* _How to complete this task_
From the entries below, return every line that includes the word "asked".

§

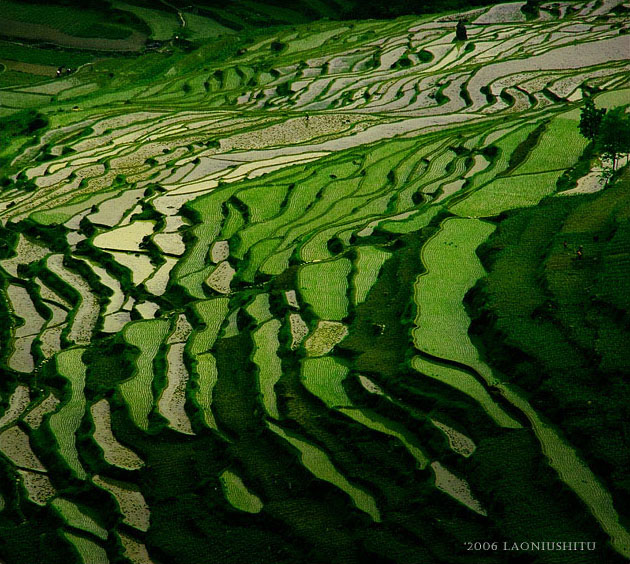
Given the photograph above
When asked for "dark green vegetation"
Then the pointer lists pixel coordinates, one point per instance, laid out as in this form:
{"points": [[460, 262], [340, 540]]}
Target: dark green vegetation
{"points": [[236, 241], [554, 318]]}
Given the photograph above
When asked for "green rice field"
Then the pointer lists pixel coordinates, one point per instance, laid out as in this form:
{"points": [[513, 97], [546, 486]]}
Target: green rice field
{"points": [[313, 283]]}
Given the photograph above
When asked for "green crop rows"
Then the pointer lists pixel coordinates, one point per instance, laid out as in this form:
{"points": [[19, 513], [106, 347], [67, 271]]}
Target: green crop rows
{"points": [[277, 288]]}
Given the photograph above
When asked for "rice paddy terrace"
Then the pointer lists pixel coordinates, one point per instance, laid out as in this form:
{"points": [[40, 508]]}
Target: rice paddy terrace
{"points": [[232, 292]]}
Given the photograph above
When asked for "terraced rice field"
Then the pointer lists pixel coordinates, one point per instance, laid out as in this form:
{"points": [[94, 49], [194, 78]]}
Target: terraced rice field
{"points": [[233, 294]]}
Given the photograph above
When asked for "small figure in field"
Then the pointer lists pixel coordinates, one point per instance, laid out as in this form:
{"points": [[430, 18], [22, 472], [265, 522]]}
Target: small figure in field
{"points": [[460, 31]]}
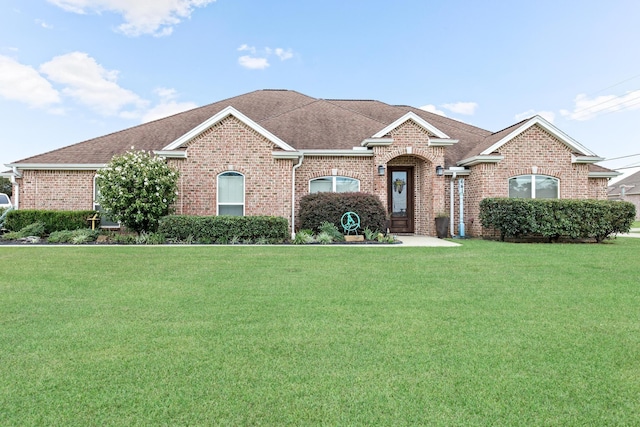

§

* _Answer to the problem_
When asked for "dark green vegetation"
When asked for "green rice field"
When asked for "green crop rows"
When asked for "rice paddy terrace"
When asked for "terraced rice field"
When asked for "small figure in field"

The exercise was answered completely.